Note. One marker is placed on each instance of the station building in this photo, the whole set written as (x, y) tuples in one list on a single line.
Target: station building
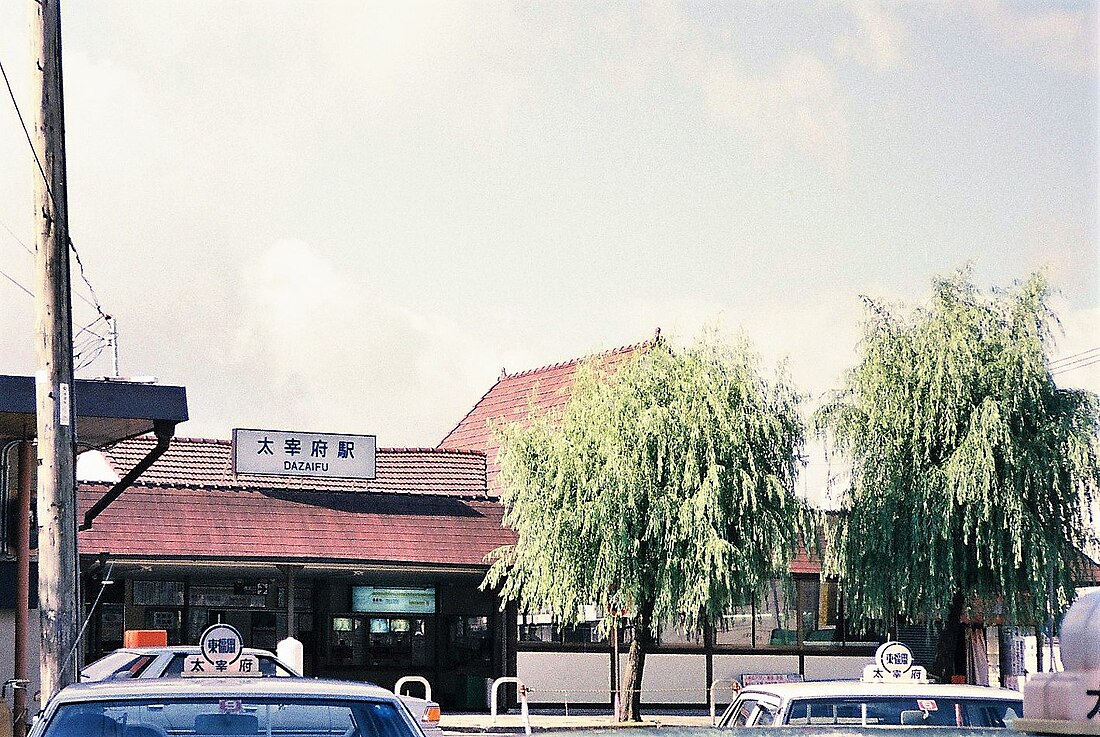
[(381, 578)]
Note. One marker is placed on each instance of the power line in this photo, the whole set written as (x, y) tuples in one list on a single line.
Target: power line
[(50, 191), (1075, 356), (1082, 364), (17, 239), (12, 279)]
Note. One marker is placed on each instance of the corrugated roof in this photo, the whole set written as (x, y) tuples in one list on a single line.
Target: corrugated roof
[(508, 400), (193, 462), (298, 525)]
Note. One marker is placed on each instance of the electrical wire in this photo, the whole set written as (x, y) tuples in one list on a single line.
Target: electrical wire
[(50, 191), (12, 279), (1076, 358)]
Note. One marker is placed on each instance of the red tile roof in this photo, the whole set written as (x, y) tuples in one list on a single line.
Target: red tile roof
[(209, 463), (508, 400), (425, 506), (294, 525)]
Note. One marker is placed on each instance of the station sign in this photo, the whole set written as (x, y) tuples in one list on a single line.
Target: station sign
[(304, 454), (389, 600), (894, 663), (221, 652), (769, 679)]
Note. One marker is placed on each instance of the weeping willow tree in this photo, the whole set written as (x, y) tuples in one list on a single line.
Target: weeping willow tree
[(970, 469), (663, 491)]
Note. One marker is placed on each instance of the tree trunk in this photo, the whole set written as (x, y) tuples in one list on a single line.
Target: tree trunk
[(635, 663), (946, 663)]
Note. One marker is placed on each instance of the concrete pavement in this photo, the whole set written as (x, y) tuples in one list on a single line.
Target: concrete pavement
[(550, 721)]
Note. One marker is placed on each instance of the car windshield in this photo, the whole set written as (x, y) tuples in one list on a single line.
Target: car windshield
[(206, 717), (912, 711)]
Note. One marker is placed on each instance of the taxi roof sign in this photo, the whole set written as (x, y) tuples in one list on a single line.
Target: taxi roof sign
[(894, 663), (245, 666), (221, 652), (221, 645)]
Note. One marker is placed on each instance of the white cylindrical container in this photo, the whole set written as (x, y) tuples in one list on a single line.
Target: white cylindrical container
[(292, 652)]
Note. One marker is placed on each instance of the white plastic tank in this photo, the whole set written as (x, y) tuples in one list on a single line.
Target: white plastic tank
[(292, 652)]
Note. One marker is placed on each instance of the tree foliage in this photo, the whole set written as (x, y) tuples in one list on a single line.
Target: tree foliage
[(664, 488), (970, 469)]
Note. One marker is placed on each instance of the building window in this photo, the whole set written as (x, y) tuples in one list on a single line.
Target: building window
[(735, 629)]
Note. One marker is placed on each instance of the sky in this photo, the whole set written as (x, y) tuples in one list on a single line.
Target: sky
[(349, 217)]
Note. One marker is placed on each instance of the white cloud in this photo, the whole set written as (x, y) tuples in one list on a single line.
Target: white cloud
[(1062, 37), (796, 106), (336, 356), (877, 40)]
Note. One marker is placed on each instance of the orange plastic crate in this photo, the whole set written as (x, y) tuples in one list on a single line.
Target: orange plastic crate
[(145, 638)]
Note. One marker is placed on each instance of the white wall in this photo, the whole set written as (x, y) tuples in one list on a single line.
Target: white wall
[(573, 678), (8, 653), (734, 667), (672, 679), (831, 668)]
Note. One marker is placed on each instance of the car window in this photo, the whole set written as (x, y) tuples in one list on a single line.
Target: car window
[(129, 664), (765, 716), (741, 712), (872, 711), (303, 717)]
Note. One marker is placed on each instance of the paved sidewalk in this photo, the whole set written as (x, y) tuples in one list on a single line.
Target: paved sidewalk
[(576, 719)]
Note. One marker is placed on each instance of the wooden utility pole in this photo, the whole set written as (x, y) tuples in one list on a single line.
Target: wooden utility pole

* _What this task involves_
Check each line of the listing above. Copy it if it holds the string "utility".

* _Answer section_
Note. One marker is placed on each instance of the wooden utility pole in this photo, the whole set written as (x, y) tuples in one list on a single line.
Target: wooden utility pole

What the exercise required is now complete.